_What you will do_: Please transcribe the listing below with every word intact.

....................

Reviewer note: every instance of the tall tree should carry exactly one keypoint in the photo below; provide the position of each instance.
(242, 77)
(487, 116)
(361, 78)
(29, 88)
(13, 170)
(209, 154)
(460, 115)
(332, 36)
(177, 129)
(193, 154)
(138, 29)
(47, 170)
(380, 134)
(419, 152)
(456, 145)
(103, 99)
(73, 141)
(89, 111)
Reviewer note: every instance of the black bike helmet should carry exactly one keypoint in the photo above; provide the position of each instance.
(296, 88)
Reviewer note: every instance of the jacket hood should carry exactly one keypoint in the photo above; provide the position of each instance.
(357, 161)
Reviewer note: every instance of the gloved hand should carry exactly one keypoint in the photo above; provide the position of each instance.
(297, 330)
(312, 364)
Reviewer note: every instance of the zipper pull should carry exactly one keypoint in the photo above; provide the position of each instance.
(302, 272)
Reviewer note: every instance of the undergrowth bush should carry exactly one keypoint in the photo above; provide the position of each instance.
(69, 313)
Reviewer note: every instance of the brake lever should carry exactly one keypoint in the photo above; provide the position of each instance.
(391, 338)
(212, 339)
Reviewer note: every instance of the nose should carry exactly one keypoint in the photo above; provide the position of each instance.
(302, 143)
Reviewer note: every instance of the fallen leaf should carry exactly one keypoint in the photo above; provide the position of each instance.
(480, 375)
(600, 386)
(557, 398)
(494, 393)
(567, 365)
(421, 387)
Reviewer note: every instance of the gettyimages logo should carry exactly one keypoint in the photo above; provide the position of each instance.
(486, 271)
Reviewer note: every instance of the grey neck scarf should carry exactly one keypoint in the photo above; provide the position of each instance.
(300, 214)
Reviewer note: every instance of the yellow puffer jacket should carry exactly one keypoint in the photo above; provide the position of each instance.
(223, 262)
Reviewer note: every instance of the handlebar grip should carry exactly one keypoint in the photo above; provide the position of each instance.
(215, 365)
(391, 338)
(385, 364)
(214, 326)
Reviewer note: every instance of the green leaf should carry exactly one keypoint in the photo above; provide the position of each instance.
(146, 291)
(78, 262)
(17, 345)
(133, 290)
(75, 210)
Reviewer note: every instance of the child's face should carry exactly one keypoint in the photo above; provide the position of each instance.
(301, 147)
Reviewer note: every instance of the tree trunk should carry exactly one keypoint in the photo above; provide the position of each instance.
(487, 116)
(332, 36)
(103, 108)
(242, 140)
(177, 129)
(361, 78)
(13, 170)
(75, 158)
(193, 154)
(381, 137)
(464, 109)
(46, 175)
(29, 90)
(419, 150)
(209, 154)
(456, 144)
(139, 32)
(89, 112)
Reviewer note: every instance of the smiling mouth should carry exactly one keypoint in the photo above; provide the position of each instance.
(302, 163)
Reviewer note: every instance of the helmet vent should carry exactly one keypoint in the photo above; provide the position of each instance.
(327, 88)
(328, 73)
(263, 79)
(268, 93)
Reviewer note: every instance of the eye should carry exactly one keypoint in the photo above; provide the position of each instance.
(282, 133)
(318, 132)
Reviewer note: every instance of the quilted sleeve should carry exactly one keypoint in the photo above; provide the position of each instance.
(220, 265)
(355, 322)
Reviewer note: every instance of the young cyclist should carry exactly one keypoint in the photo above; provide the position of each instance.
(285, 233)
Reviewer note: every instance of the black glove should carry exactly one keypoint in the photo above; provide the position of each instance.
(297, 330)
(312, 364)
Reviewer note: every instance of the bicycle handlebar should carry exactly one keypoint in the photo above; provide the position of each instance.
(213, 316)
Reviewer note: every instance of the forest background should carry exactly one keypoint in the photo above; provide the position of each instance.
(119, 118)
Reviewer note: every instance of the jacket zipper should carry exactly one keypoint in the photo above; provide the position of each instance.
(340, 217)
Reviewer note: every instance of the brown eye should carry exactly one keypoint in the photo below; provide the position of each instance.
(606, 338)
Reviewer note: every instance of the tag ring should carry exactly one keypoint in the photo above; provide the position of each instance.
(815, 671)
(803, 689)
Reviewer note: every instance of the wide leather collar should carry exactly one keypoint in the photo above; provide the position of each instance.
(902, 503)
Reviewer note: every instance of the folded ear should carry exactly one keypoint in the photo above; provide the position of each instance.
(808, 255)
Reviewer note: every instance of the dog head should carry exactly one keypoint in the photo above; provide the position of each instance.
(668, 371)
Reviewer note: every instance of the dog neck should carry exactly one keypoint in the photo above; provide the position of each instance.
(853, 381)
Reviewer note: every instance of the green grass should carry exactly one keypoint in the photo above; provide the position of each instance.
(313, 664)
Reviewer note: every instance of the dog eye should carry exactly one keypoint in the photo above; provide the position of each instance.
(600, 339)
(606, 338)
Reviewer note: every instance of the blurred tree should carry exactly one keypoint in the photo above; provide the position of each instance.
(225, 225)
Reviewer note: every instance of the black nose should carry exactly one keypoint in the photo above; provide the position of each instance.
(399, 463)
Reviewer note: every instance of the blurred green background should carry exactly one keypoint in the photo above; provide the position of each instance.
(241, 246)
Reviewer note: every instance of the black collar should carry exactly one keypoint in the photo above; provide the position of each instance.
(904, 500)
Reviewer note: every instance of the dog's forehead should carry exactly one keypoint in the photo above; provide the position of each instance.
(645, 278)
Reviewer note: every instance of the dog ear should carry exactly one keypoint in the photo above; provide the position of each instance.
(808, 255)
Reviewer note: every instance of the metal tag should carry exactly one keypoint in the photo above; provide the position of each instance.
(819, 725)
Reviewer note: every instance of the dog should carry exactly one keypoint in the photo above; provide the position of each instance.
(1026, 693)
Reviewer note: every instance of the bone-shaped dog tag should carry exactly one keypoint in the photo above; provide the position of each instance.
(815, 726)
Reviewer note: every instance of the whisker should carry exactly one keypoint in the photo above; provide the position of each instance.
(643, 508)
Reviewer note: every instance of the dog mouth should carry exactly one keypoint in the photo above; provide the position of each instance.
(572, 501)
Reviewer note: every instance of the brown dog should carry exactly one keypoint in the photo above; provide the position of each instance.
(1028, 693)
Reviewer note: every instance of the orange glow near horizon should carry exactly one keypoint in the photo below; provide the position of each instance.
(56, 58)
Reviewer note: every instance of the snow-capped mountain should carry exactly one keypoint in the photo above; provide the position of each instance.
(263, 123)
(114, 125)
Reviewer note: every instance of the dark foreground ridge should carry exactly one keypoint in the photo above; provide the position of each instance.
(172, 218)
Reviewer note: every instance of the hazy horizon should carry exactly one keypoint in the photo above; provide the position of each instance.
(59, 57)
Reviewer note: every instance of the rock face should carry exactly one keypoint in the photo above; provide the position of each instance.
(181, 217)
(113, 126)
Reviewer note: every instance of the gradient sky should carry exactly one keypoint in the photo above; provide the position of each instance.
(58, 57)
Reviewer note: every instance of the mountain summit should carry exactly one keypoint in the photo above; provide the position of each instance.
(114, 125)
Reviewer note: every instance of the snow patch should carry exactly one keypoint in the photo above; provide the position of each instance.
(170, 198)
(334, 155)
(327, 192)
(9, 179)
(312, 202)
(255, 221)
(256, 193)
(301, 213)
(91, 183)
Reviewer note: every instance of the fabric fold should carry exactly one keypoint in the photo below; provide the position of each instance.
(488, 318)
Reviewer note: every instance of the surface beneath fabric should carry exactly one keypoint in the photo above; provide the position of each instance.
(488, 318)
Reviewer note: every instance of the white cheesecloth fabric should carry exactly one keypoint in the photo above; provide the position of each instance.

....................

_Finished exercise_:
Reviewer note: every instance of the tall tree should carry exactly one keypoint in the photo below; provide the position of each instance.
(242, 77)
(487, 116)
(361, 78)
(29, 88)
(13, 170)
(209, 154)
(460, 115)
(332, 36)
(177, 129)
(193, 154)
(138, 29)
(47, 170)
(380, 134)
(419, 152)
(456, 145)
(103, 99)
(73, 141)
(89, 111)
Reviewer note: every instance of the black bike helmet should carry exactly one keypoint in the photo above; provide the position of each instance.
(296, 88)
Reviewer note: every instance of the jacket hood should carry exactly one keypoint in the photo above; provide the position of each instance.
(357, 161)
Reviewer note: every instance of the gloved hand should carry exactly one keypoint in the photo above; provide the position of each instance.
(297, 330)
(312, 364)
Reviewer note: every instance of the zipper pull should carry exactly one keypoint in the photo above; provide the position of each instance.
(302, 272)
Reviewer note: every instance of the undergrowth bush should carry exactly one keypoint in the photo above; provide the position of each instance.
(69, 313)
Reviewer note: every instance of the brake lever should carry exactly one keypoint in the photo above; provide the position of each instance.
(391, 338)
(212, 339)
Reviewer note: every instance of the nose should carry exactly one keypoint in the photo above; provide the position of each instance.
(302, 143)
Reviewer note: every instance of the fallen leaf should carry exactly one keypoint in the photo above; provide the position of each instance.
(480, 375)
(600, 386)
(557, 398)
(494, 393)
(567, 365)
(421, 387)
Reviewer note: every instance of the gettyimages logo should carry exactly one keypoint in the photo above; provide the position of each instance.
(486, 271)
Reviewer note: every instance of the grey neck scarf should carry exactly one keypoint in the photo above; provide the position of each instance.
(300, 214)
Reviewer note: every instance of the yellow puffer jacket should carry exactly one keypoint in the photo above; provide the position of each instance.
(223, 262)
Reviewer note: every instance of the handlebar grip should carry exactly one keypoint in the photo above; provide the position of each instance.
(215, 365)
(391, 338)
(385, 364)
(214, 326)
Reviewer note: every instance of the green leaf should carry exactly one keypoint in the photo above; provide the position of each instance.
(146, 291)
(78, 262)
(17, 345)
(133, 290)
(75, 210)
Reviewer note: every instance of the child's face should carry exactly one keypoint in the photo above; provide the position of each instance.
(301, 147)
Reviewer note: every instance of the tree trunk should carry exactly one keypoint in the photo above; provide the position of each instance.
(487, 116)
(332, 36)
(103, 108)
(242, 140)
(177, 129)
(361, 78)
(13, 170)
(75, 158)
(193, 154)
(381, 137)
(464, 109)
(46, 175)
(29, 90)
(419, 150)
(209, 154)
(456, 144)
(139, 32)
(89, 112)
Reviewer note: every instance of the smiling mouth should carry exactly one keypoint in the photo above; provide the position of each instance.
(302, 163)
Reviewer note: every instance of the helmet vent should carry exactly one keypoint in the photo above; provide the position of each instance.
(327, 88)
(328, 73)
(263, 79)
(268, 93)
Reviewer note: every instance of the eye should carry exactly one keypoint in the photo above; provide the position of each instance.
(282, 133)
(318, 132)
Reviewer note: every instance of the quilted sleeve should carry exactly one keypoint in the photo above; provide the position of each instance.
(220, 265)
(355, 322)
Reviewer note: every instance of the young cyclist should carry exactly one keypoint in the photo above; provide the position of each instance.
(285, 233)
Reviewer note: every instance of the black glove should carry exactly one keypoint in the photo above; provide the position of each instance.
(297, 330)
(312, 364)
Reviewer note: every instance of the bicycle handlebar should carry exactly one keypoint in the photo above; provide the position of each instance.
(213, 316)
Reviewer note: every instance of the forest background should carry exactly one keypoint in the photo above; provide the position of each instance.
(119, 118)
Reviewer note: every instance of the jacket zipper should carry exactly one keypoint in the photo above; provide the position of each instance.
(340, 217)
Reviewer note: every instance of the brown eye should carry exactly one keypoint in the photo below; provide the position of each instance.
(606, 338)
Reviewer note: every instance of the tag ring should carry exactly one keypoint in the photo above; provide the position of each instance.
(815, 671)
(803, 689)
Reviewer note: every instance of the wide leather collar should carry exactly one keypoint in the photo above; provide the position of each instance.
(902, 503)
Reviewer note: every instance of the folded ear should carry exactly one keypoint in the photo above; provide the position of each instance.
(808, 255)
Reviewer note: every instance of the dog head should carry exactly one keypoint in the photo above; provide the position of each instance.
(668, 371)
Reviewer note: every instance of the dog neck should carry exactly one keypoint in the photo above; provide the position of each instance.
(853, 381)
Reviewer note: every instance of the green grass should carry exactly one keypoint in the photo above; provide the position of each instance.
(313, 664)
Reviewer note: every instance of the dog eye should carry exactly one keypoint in the photo above; provide the position of each instance.
(600, 339)
(606, 338)
Reviewer note: every instance of the blurred tree should carry exactly one keypoint in the photo above; provide the position of each instance.
(225, 225)
Reviewer note: every instance of the black nose should carry exactly one keypoint in the photo above; provide the position of each instance.
(399, 463)
Reviewer note: every instance of the blurred green background should carry exactly one keypoint in the photo above; provide the position of each instance.
(241, 246)
Reviewer note: every instance of the black collar should carry exactly one keypoint in the photo above; provide the position of each instance.
(904, 500)
Reviewer note: every instance of the dog's forehead should carry exactly one keypoint in the photo above; provide the position of each instance.
(645, 278)
Reviewer note: every instance of the dog ear should carry exactly one keypoint in the photo above; provide the position of each instance.
(808, 255)
Reviewer note: every instance of the metal tag should carry exactly one keypoint in the photo above; provide the position of each instance.
(819, 725)
Reviewer note: every instance of the dog should carry exactly one keypoint in the photo above; provide the position of each instance.
(1026, 693)
Reviewer note: every instance of the bone-shaped dog tag should carry exactly one keypoint in the photo above; provide the position of each instance.
(815, 726)
Reviewer note: every instance of the whisker should carry exactly one keypoint in the photo above; provide the position of each instance.
(643, 508)
Reviewer note: every instance of the dog mouth should carry exactly one keypoint in the photo above; provide the position of each instance.
(572, 501)
Reviewer note: every instance of the brown dog should carry exactly one keypoint in the photo above; provide the position of each instance.
(1028, 693)
Reviewer note: every instance of the orange glow near horizon should carry exactly one keypoint in the photo below; provide the position of each instance.
(56, 58)
Reviewer note: every instance of the snow-capped mountain should carry exactly one keypoint in the photo above; provide the position of each instance.
(263, 123)
(114, 125)
Reviewer note: every instance of the dark foreground ridge should carry exactly one keypoint in the photo above; provide the position of each instance.
(172, 218)
Reviewer note: every instance of the hazy horizon should carry exactly one keypoint in the photo above; provide the position of each instance.
(59, 57)
Reviewer note: every instance of the rock face should carry exactly one keypoint in the photo above; provide the position of each instance.
(181, 217)
(113, 126)
Reviewer note: every instance of the gradient sky should carry exactly one keypoint in the photo above; provide the position of each instance.
(58, 57)
Reviewer note: every instance of the mountain summit should carry exactly one keypoint in the photo above; provide the position of each instance.
(114, 125)
Reviewer note: every instance of the snow patch should carry exactly one keypoint in the photo above; provide the position of each instance.
(170, 198)
(334, 155)
(327, 192)
(9, 179)
(312, 202)
(255, 221)
(256, 193)
(301, 213)
(91, 183)
Reviewer note: every instance of the fabric fold should carry exactly one keypoint in the photo below; provide the position of each instance.
(488, 318)
Reviewer note: every instance of the surface beneath fabric should carry exactly one keypoint in the photo above; provide the position of each instance.
(488, 318)
Reviewer note: every instance of the white cheesecloth fabric should carry exactly one keypoint in the photo above; provide the position of each instance.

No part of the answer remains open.